Data extract:

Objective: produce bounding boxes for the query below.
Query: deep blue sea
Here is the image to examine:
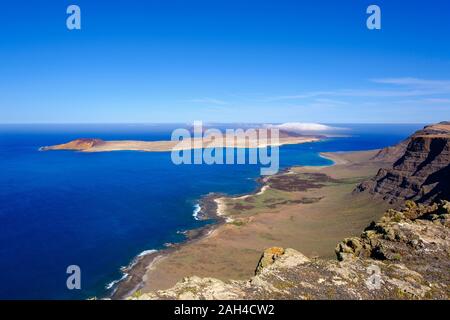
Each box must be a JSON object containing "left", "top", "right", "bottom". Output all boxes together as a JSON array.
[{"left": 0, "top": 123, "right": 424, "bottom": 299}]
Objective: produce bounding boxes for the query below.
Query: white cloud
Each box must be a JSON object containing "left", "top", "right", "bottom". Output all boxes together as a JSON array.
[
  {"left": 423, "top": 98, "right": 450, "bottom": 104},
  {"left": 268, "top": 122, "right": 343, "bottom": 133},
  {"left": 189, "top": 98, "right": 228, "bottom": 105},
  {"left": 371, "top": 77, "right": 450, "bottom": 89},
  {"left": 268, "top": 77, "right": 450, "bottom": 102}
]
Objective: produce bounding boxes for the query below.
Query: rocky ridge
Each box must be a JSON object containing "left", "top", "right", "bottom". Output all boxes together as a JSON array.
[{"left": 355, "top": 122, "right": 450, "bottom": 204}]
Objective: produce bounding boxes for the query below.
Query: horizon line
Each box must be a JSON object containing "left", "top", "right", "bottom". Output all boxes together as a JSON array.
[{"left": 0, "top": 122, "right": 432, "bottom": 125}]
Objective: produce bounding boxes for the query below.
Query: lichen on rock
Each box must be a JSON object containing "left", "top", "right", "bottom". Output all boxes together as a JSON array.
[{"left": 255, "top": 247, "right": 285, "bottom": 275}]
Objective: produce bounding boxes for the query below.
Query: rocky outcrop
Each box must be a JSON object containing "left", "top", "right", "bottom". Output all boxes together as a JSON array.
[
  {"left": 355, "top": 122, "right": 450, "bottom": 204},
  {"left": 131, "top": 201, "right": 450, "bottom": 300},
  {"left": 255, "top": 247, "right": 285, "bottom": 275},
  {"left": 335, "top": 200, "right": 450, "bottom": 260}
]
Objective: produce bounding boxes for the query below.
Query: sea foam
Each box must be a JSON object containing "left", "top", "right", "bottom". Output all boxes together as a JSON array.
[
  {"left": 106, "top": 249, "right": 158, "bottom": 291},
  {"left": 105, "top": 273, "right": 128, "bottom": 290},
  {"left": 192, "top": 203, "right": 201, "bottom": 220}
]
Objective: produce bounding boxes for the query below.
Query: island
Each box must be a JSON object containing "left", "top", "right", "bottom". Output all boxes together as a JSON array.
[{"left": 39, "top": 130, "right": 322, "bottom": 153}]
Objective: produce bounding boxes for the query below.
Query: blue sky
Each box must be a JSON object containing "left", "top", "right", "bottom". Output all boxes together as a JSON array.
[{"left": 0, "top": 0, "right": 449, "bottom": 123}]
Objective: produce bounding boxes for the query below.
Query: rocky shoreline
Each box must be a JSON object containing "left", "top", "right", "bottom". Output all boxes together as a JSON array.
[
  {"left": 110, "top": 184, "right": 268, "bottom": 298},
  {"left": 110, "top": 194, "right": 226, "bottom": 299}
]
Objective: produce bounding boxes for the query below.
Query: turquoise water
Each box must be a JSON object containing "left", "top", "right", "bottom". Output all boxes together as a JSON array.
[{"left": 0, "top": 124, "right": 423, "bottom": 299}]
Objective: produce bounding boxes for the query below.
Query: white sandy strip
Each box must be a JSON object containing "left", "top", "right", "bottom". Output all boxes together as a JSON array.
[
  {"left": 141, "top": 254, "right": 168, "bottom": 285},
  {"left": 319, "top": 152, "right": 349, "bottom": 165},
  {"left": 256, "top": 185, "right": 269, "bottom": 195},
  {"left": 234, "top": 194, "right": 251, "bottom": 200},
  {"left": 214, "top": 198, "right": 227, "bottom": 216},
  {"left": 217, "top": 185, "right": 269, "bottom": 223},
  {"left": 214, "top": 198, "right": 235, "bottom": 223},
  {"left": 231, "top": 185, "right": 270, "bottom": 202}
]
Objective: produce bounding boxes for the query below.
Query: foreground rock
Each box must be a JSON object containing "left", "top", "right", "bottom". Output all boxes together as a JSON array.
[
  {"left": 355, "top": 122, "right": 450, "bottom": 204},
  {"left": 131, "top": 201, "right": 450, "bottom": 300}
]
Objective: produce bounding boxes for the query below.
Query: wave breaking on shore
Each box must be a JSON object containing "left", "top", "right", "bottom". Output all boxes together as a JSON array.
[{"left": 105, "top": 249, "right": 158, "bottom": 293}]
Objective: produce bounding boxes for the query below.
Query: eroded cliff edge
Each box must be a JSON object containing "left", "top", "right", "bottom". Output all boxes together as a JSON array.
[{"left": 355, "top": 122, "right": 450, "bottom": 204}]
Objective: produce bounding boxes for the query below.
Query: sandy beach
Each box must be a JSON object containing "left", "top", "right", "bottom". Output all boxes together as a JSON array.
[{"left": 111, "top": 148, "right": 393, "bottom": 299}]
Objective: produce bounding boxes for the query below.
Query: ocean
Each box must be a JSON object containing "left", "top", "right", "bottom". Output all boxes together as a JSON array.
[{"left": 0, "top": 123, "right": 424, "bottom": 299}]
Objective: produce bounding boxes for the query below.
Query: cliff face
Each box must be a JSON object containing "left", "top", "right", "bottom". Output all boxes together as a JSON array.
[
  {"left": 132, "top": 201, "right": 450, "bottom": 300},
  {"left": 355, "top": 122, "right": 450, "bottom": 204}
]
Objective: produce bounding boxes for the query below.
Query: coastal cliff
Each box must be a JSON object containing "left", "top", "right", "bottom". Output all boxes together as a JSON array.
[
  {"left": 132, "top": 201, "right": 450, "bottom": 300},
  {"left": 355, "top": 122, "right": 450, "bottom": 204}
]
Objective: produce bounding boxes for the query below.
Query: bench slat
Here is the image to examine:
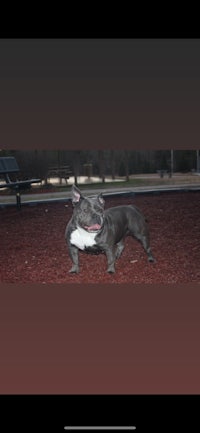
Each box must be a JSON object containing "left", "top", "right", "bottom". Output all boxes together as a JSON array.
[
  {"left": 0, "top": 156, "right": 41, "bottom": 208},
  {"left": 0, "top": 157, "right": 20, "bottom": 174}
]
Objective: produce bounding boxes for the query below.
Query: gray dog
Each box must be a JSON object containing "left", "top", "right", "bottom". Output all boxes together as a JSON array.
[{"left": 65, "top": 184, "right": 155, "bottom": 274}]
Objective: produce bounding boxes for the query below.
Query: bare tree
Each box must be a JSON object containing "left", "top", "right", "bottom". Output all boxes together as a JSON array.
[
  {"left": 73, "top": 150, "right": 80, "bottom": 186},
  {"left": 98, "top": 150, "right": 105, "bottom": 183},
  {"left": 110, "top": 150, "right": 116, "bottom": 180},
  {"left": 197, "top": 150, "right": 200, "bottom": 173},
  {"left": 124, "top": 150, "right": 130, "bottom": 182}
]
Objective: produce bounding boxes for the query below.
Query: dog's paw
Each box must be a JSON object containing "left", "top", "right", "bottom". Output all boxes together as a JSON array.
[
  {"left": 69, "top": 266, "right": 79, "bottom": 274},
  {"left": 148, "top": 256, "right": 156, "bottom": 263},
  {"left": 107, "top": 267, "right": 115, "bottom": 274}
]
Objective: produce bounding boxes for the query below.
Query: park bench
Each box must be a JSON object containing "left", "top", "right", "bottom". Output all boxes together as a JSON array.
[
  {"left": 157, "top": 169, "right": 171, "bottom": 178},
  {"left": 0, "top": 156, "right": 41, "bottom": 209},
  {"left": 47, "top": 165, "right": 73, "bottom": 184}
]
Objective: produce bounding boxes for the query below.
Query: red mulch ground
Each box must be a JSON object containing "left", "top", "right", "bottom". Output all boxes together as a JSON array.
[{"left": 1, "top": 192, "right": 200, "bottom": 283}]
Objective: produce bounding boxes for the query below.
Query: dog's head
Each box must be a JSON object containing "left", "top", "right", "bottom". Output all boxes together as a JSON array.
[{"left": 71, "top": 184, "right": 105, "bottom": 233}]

==

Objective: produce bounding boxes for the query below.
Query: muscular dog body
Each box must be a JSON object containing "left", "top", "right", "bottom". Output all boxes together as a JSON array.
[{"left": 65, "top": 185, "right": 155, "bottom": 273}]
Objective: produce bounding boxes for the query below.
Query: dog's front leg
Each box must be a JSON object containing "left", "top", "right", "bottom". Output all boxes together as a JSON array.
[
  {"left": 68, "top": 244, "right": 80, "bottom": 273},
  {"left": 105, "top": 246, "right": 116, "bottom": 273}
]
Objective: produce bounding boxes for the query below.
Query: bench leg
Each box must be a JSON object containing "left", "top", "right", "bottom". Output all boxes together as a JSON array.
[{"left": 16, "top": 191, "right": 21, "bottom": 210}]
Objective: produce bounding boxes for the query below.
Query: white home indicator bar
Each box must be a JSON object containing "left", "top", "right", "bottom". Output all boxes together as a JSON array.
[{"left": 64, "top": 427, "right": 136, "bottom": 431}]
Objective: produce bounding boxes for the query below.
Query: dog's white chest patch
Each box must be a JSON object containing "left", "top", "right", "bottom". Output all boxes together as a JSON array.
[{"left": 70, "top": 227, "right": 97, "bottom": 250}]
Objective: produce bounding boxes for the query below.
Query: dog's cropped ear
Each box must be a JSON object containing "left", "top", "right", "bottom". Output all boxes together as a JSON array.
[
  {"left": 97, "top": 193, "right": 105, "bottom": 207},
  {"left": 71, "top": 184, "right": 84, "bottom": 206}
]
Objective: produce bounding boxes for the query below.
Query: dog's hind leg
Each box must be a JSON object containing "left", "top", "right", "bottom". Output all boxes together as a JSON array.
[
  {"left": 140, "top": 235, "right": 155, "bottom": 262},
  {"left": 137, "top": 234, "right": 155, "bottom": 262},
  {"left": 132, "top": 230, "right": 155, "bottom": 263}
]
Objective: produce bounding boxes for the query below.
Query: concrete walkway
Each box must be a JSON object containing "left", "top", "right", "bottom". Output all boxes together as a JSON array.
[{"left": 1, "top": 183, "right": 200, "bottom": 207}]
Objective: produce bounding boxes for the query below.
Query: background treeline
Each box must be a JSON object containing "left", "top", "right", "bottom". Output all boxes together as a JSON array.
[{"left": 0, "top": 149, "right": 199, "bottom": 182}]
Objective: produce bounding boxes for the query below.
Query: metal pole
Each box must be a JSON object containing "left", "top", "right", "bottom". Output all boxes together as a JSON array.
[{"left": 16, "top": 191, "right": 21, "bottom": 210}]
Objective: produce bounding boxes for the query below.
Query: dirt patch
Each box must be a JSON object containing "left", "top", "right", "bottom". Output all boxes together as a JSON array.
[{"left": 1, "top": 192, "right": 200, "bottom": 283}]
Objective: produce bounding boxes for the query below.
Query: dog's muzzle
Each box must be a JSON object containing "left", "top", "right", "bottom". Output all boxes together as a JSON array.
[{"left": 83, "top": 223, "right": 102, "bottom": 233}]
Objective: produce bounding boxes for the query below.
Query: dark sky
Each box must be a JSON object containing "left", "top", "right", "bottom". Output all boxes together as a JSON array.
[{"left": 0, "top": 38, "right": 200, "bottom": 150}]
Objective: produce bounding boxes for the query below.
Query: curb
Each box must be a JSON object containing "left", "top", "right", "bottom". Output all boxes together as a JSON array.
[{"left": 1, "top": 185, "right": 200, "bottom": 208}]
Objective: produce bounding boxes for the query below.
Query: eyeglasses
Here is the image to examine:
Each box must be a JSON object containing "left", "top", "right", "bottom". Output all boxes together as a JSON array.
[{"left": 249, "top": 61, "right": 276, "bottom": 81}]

...

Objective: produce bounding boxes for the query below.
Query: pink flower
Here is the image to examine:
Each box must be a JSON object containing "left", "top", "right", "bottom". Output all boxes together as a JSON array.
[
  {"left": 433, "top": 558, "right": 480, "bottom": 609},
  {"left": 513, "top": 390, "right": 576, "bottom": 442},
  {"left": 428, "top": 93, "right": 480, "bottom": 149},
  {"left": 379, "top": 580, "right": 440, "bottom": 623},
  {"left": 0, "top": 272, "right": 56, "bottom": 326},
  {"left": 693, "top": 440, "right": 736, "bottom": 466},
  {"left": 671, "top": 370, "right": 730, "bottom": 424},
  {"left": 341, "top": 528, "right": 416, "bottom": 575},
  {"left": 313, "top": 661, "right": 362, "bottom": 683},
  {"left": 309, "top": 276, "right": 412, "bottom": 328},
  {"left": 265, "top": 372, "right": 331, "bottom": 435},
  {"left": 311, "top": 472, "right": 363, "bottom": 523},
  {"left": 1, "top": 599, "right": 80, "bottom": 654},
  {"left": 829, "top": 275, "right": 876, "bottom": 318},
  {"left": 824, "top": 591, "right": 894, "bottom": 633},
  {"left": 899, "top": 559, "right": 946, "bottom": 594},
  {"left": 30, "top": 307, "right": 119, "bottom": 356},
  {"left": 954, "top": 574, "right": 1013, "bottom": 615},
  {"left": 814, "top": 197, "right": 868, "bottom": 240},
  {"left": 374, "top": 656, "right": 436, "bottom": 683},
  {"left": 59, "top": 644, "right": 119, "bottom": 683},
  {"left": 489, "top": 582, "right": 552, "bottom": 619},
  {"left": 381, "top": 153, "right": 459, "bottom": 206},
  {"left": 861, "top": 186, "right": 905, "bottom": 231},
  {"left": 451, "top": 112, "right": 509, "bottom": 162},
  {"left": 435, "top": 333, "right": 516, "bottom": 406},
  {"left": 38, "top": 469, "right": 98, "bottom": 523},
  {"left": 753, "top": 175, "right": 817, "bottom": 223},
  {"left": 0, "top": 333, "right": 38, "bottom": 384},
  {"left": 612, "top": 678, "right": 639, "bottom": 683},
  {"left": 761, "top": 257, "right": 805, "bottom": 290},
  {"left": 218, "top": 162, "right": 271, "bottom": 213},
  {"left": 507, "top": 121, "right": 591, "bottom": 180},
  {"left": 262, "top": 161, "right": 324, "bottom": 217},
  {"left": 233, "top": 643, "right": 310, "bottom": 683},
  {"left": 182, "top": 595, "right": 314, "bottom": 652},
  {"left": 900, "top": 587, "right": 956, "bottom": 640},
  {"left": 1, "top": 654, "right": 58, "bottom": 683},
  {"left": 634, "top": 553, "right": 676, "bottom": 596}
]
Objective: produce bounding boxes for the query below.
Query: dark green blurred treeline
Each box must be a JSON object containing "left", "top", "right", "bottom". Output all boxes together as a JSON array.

Exercise description: An exact copy of the lines above, from the one containing "Query: rocky shoreline" through the one containing "Query: turquoise water", is the whole of the answer.

Your solution:
Query: rocky shoreline
Each box must be a JSON object containing "left", "top", "right", "bottom". Output all boxes together as a JSON array.
[
  {"left": 110, "top": 184, "right": 268, "bottom": 298},
  {"left": 110, "top": 194, "right": 226, "bottom": 299}
]
Objective: produce bounding boxes for the query below.
Query: turquoise water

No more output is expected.